:: TEXT SECTION ::
Familiar Frequencies

Most evenings, as we head home, the matatu drivers by the local footbridge wave at us. Just a quick nod or a smile, the kind of small gesture that slips quietly into your routine until one day, you realize it means something. That maybe you’re no longer just passing through.

This week, that feeling crept into more than just the journey home. Between testing low-cost electrodes, 3D printing wearable casts, and chasing down clean EMG signals, that sense of rhythm kept showing up – in soldered circuits, in shared coffees, and in all the in-between moments that are starting to feel a little more familiar.

Building the Active Cast One Snap at a Time

Our host-site project has taken shape – quite literally – over the last two weeks as we have worked with our colleague Waka at the design studio. The project focuses on designing a low-cost, wearable cast that can actively prevent muscle atrophy by stimulating muscles. The idea grew from conversations about the limitations of traditional immobilizing casts, especially after sports injuries, where muscle loss during healing can lengthen recovery time or limit function.

Building our Electrical Stimulation Circuit!

:: USING THE INFORMATION ::
(A) Retype the Familiar Frequencies post, starting at "Our host-site project" and ending at "or limit function.".
(B) According to the Familiar Frequencies post, what is the low-cost wearable cast designed to actively prevent?
The listing comes from a separate source, unrelated to the post.

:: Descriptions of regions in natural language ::
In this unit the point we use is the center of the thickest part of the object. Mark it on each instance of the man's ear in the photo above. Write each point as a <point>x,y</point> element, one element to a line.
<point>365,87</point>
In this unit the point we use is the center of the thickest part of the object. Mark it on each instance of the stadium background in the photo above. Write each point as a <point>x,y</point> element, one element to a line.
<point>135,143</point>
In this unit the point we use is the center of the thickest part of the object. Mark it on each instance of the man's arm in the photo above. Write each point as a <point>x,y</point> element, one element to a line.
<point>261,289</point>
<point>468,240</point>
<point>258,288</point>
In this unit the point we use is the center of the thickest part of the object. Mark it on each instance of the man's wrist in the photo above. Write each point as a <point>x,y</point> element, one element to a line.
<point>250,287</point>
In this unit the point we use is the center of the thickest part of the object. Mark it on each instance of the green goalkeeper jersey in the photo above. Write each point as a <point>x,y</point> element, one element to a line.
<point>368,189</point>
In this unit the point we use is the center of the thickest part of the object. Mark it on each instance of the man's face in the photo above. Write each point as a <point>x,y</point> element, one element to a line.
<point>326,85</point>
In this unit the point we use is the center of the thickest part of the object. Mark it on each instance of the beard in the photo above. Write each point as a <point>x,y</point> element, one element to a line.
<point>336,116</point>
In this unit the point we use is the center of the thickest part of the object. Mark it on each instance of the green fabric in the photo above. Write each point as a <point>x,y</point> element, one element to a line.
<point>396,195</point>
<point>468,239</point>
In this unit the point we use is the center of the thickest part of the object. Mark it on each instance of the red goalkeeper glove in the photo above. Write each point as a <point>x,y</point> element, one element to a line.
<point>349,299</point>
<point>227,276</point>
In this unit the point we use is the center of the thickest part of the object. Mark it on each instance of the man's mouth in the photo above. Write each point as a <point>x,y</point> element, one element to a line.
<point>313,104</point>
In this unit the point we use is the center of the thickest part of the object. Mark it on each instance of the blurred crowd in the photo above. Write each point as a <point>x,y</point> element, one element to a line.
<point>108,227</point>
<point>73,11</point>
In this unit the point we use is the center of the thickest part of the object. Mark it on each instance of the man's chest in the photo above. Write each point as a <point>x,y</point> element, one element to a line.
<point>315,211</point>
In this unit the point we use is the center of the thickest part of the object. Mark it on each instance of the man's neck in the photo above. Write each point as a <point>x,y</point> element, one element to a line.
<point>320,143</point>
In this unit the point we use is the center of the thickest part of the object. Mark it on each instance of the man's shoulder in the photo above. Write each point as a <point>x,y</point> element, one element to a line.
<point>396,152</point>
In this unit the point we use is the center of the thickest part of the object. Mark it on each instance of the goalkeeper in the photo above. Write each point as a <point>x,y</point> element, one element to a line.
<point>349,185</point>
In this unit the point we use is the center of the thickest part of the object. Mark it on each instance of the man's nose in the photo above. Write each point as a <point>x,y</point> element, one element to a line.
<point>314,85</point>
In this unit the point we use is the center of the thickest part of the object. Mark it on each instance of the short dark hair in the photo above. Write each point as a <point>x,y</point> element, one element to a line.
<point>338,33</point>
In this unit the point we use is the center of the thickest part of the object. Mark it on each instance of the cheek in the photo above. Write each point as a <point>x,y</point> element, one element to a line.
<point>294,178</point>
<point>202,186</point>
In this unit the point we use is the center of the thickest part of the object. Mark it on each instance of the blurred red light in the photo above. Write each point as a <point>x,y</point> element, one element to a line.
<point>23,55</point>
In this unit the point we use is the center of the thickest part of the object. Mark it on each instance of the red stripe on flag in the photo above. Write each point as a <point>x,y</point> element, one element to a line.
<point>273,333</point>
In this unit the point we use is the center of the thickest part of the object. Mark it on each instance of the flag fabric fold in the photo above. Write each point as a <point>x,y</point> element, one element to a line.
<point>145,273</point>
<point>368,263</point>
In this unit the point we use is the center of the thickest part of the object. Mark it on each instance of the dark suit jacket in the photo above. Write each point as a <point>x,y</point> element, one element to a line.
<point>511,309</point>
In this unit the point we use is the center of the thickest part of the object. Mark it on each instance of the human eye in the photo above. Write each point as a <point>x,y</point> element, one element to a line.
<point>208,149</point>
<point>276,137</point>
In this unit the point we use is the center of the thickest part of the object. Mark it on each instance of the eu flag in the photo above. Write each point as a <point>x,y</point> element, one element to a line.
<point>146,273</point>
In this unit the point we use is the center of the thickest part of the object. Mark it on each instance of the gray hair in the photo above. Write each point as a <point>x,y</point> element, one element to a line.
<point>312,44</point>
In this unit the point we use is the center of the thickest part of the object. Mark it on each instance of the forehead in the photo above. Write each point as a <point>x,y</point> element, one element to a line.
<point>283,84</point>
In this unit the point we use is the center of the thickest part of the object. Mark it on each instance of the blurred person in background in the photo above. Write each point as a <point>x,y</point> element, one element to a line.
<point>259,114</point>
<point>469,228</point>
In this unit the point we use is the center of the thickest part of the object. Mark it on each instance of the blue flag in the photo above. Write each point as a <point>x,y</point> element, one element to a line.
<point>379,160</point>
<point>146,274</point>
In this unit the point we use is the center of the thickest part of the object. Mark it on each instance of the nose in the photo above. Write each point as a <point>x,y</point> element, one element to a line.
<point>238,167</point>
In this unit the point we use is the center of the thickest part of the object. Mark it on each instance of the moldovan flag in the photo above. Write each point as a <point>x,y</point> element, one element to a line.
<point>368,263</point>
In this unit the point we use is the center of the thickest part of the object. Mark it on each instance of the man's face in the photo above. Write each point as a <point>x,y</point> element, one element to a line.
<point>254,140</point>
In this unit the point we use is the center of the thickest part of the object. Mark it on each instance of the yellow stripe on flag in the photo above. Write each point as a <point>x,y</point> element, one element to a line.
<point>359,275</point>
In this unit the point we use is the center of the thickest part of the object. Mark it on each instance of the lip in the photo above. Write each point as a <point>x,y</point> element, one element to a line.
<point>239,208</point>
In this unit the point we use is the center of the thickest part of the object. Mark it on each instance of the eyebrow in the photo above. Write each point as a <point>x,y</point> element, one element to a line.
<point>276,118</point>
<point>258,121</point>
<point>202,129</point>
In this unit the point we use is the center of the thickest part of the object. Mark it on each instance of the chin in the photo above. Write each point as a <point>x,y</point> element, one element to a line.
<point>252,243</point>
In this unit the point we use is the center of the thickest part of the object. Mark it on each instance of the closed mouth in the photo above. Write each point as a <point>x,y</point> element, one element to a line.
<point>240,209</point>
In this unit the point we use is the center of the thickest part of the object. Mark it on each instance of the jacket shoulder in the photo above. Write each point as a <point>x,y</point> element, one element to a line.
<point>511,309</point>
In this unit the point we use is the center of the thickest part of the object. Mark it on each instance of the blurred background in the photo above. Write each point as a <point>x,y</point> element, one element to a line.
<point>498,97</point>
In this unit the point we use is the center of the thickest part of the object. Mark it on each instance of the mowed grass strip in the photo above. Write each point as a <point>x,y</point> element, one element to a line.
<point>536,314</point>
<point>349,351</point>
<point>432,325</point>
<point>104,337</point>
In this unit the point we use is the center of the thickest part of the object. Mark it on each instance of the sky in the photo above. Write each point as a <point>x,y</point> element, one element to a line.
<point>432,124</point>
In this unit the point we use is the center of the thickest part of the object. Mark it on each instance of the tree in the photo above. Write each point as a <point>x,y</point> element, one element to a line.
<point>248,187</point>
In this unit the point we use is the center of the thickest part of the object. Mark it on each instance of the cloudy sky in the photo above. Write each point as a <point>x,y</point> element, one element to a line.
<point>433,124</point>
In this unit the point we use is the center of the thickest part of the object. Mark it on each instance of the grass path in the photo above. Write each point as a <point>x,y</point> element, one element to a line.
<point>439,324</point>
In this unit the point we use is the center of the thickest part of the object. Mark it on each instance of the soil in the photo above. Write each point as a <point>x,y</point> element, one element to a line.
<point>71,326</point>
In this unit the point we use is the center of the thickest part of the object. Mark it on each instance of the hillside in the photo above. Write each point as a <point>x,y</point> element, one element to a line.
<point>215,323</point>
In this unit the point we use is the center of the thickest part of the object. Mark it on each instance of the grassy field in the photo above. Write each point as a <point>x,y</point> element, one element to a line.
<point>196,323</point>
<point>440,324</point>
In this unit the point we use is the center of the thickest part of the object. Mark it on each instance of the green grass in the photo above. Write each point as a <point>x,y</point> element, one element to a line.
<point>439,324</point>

:: SOLUTIONS TO THE PROBLEMS ::
(A)
Our host-site project has taken shape – quite literally – over the last two weeks as we have worked with our colleague Waka at the design studio. The project focuses on designing a low-cost, wearable cast that can actively prevent muscle atrophy by stimulating muscles. The idea grew from conversations about the limitations of traditional immobilizing casts, especially after sports injuries, where muscle loss during healing can lengthen recovery time or limit function.

(B) Muscle atrophy.